--- Problem description ---
Retype, word for word, the stretch of lines below that starts with the line containing "Find the granite" and ends with the line containing "[(243, 216)]", including both of those lines.

--- Input for this task ---
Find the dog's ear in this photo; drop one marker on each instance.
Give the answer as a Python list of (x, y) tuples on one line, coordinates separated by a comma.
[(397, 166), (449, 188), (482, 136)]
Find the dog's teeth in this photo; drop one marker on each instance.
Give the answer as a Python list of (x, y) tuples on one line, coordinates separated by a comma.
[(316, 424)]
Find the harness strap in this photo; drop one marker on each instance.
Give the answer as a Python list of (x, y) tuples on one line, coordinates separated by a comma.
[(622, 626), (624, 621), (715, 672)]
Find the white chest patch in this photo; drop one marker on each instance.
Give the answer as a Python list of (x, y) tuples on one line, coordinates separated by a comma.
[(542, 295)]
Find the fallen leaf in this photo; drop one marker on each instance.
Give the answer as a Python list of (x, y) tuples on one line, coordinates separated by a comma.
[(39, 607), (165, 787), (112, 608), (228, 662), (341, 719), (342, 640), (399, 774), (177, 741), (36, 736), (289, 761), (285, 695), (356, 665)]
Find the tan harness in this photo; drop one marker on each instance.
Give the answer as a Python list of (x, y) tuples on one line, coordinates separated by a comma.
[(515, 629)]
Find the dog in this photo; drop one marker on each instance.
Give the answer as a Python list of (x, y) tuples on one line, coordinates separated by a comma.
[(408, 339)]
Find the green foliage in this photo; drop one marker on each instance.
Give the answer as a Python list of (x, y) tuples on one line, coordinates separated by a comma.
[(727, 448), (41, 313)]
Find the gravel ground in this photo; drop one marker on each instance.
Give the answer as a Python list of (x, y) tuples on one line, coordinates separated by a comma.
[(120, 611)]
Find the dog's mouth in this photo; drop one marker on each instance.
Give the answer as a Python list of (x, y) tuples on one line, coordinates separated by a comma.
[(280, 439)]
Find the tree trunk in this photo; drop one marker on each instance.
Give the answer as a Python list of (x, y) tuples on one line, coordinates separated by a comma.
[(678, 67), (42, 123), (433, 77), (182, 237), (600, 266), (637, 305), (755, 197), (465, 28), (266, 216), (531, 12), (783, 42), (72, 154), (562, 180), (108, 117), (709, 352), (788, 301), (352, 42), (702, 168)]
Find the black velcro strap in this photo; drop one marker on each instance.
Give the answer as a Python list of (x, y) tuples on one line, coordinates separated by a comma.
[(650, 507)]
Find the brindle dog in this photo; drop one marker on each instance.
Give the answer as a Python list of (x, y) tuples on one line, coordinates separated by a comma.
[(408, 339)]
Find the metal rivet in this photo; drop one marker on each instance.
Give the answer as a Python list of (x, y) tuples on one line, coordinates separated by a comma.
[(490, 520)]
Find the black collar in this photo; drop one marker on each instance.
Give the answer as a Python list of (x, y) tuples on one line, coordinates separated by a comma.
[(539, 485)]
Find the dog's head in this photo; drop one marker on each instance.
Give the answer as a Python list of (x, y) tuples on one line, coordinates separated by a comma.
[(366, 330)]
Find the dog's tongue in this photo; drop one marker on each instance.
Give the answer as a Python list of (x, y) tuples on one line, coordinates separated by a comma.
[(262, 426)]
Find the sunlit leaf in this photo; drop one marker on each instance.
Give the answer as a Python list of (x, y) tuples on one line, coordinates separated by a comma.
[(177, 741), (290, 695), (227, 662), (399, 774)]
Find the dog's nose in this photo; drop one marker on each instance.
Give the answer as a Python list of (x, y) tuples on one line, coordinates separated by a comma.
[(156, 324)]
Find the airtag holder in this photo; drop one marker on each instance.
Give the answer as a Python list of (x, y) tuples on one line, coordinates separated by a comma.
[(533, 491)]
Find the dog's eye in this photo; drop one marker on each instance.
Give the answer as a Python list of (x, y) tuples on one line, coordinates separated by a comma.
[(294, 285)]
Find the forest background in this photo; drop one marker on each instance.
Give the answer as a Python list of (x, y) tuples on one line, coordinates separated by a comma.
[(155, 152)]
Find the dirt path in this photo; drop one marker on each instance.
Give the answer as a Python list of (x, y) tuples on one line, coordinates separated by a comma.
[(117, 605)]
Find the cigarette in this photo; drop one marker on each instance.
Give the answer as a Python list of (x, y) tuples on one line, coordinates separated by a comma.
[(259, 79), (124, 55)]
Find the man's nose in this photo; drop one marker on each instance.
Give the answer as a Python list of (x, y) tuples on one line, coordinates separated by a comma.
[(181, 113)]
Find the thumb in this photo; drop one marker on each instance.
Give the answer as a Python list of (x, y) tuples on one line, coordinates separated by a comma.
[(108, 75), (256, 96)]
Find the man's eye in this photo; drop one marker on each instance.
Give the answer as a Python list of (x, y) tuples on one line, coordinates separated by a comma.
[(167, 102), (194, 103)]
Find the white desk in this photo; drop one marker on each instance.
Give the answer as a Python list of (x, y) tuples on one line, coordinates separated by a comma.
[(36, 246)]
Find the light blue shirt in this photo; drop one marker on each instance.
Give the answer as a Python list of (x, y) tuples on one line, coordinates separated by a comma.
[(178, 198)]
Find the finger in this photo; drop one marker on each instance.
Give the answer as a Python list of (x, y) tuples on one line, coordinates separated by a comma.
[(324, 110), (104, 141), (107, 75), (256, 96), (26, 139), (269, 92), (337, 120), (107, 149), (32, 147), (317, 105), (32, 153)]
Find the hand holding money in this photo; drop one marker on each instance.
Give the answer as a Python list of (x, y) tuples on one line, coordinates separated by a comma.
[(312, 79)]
* * *
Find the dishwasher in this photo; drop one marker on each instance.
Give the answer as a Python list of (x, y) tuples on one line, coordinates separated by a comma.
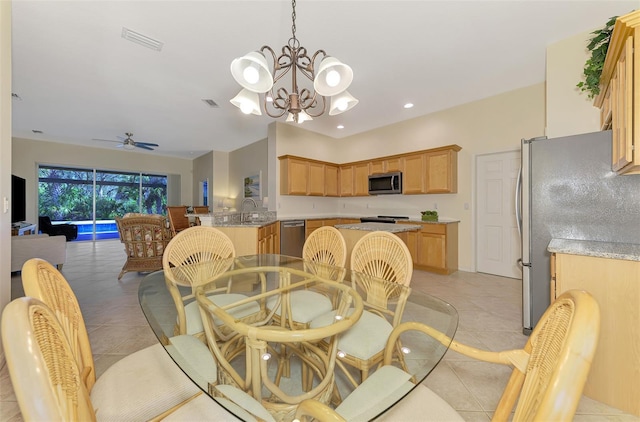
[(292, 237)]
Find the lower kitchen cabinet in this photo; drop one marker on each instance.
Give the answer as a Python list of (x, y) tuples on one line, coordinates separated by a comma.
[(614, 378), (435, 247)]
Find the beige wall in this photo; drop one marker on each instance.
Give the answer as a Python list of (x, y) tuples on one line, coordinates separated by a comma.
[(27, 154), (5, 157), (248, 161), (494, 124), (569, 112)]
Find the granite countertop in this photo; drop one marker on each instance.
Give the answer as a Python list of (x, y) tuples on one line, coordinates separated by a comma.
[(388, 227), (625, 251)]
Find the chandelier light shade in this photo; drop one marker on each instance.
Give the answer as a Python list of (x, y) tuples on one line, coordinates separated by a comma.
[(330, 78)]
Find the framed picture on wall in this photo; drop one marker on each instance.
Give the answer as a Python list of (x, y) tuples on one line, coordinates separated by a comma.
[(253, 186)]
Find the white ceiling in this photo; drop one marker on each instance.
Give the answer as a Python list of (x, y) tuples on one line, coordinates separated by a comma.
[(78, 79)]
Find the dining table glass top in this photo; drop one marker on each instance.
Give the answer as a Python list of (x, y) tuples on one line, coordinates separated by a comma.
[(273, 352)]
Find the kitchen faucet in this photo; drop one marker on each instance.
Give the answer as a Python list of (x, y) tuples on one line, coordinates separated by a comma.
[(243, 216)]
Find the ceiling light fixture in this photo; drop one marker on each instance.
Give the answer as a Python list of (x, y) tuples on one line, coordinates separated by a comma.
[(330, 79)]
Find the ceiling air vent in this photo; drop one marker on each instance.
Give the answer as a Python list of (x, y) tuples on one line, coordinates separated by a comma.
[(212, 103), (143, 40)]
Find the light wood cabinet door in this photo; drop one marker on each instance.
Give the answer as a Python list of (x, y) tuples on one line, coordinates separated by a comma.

--- Exercise output ---
Find the granite countertop in this photo; drop one marker on each instance.
Give the answer as a Python list of (x, y) tuples on one line, coordinates separated by a comma.
[(388, 227), (625, 251)]
Find the chandelier light shade in this photo; drop one marker on each instance.
Give the answer as a Python list of (x, y) tuples on one line, coordinates separated by a comma.
[(330, 78)]
Find the framed picture on wall in this photo; drop one marker on each instance.
Give the answer as a Python list of (x, y) tuples on one line, coordinates separated by a comma.
[(253, 186)]
Find the white ceiling in this photo; drop one marker on each instance.
Give the answer as a Python list of (x, y) tuples on one line, coordinates separated by a comma.
[(78, 79)]
Find the dining table glass top in this photo; drop one marker on each instance.
Give the answer as a Python list of (x, y) tuples on one line, coordinates separated by a comma.
[(273, 352)]
Find the kitchen faucet in this photo; drop one marker on each instance.
Give the answer as a Python list of (x, y) tuples on one line, coordinates separated by a comma.
[(243, 216)]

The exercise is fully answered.